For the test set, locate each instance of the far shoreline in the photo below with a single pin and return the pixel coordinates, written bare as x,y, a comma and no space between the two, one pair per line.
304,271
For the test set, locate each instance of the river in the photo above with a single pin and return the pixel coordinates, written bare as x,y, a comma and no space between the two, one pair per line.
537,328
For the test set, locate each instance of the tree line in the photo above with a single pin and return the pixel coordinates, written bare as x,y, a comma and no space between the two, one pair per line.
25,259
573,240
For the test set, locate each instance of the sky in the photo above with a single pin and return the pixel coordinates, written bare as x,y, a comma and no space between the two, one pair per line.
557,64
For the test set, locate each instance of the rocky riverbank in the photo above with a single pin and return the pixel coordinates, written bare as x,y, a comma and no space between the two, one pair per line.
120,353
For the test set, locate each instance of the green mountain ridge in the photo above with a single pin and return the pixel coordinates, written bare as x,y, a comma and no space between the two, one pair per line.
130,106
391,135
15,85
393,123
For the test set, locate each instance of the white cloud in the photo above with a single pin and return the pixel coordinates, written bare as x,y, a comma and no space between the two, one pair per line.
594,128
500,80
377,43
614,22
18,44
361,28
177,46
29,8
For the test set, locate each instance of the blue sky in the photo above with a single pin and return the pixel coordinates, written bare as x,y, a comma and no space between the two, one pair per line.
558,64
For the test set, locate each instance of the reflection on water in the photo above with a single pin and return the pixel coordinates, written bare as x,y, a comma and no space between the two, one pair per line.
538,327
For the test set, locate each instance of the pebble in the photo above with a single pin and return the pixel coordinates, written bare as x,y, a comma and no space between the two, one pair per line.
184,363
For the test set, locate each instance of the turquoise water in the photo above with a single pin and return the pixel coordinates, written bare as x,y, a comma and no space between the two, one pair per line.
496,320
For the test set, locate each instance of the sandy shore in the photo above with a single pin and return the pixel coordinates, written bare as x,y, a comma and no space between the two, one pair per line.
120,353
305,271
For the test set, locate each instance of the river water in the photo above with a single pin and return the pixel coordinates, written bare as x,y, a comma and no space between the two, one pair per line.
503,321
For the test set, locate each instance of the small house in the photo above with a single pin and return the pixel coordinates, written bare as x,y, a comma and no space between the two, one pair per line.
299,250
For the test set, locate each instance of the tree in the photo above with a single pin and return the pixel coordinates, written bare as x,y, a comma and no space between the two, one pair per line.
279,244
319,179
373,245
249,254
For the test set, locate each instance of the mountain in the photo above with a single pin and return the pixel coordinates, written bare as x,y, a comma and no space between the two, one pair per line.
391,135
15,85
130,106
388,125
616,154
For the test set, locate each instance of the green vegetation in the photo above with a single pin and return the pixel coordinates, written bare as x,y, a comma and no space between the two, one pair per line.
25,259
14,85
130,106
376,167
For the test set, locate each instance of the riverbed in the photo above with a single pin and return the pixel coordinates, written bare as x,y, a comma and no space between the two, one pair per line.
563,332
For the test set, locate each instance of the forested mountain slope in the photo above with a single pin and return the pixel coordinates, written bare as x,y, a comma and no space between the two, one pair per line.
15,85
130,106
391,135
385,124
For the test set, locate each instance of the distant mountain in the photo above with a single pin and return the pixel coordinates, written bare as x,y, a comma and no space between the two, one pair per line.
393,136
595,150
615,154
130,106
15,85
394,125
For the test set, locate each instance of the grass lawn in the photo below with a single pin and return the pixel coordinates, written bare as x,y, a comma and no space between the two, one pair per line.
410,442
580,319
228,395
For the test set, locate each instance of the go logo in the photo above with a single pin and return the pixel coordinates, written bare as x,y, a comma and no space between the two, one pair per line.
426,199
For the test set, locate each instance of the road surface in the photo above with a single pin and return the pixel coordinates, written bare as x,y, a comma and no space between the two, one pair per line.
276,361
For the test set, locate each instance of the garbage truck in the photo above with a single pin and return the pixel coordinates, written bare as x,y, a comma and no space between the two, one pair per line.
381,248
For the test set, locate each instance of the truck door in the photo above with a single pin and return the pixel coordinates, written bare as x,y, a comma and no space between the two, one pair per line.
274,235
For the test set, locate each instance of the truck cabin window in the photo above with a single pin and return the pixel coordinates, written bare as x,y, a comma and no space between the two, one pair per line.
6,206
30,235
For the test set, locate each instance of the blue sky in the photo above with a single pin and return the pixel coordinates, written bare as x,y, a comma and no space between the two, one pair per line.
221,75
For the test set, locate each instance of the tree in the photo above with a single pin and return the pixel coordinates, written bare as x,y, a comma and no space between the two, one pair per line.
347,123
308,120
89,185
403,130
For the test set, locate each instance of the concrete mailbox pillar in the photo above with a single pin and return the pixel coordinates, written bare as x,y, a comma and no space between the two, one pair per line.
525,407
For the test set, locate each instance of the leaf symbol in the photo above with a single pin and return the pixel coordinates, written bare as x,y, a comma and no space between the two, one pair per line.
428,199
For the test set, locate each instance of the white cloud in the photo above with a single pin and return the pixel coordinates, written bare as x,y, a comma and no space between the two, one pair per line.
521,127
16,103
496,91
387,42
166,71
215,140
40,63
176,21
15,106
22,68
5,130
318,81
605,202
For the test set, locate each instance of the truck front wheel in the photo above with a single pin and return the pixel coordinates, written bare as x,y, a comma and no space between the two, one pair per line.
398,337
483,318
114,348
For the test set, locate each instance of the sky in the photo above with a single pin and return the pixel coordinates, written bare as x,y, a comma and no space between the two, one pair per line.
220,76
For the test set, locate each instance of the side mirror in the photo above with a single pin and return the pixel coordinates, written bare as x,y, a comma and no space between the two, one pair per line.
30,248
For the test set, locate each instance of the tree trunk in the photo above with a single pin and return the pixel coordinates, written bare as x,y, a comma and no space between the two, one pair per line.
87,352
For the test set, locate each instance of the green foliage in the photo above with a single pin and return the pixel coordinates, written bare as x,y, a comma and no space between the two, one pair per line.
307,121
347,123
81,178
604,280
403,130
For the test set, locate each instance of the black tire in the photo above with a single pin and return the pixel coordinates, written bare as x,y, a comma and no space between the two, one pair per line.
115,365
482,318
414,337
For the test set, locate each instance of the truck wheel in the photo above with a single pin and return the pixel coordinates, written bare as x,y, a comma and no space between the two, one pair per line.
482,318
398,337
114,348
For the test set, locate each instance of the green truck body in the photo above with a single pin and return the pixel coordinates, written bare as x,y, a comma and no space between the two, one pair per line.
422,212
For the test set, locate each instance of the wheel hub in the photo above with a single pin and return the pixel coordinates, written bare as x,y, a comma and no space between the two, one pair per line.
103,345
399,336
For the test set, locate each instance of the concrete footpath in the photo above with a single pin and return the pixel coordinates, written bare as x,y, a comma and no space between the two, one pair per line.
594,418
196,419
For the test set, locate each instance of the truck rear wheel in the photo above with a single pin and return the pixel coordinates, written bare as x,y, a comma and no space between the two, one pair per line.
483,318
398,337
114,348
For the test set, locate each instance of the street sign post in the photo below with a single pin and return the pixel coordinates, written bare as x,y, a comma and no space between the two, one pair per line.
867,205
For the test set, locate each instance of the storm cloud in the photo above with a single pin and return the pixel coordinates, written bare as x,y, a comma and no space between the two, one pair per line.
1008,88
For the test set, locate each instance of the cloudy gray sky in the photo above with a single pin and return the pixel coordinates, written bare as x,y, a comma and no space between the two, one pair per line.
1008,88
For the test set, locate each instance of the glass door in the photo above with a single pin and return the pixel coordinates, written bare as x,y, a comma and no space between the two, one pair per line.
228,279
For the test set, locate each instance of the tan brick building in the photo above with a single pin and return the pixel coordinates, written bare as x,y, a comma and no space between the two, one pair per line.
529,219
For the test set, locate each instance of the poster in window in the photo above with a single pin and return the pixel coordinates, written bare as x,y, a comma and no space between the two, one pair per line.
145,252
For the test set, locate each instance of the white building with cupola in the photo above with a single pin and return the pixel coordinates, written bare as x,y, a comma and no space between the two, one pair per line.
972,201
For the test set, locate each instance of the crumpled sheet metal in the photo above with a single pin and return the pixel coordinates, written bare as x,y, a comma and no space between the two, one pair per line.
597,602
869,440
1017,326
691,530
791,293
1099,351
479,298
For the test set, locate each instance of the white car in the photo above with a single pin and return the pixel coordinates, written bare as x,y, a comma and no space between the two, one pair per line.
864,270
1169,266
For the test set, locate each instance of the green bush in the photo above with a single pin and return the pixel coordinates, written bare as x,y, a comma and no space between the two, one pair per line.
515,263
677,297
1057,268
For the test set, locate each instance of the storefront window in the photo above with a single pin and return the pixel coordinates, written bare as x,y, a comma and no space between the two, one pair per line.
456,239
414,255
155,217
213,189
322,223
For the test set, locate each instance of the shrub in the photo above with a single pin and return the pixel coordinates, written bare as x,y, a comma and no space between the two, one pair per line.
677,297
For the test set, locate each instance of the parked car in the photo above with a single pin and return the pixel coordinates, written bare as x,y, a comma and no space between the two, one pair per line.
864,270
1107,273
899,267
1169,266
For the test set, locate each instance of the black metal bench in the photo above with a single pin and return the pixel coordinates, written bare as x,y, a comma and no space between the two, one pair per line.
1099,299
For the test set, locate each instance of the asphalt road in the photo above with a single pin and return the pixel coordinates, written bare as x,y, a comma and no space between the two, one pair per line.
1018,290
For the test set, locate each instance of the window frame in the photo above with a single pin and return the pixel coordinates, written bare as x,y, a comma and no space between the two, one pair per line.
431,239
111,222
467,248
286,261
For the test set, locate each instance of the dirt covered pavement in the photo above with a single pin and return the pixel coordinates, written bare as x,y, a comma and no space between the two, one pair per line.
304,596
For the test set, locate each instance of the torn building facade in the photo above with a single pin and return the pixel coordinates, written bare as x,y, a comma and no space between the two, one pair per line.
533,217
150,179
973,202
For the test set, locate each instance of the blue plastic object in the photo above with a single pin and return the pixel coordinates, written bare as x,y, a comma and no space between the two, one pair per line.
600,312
• • •
## EXERCISE
Locate "For the test set, locate each instance of the dirt" in the data above. Then repeat, exactly, its line and each line after it through the last, adding nothing.

## FINAL ANSWER
For the test set, locate each instance of the dirt covered pavement in the photo above with a single pin and return the pixel coordinates, written bare as x,y, a comma and no space between the two, one pair per line.
304,596
For the test set, locate each instance of the torn building facade in the photo above with a single pin and return the pixel coordinates, written bare as x,y, a comma and no space between the two, one pair per line.
533,217
150,179
973,202
For the test set, locate each instance of the blue plastic object in the photo above with a single pin and return the pixel coordinates, written bare as x,y, a comma and no space between the two, one pair per line.
600,312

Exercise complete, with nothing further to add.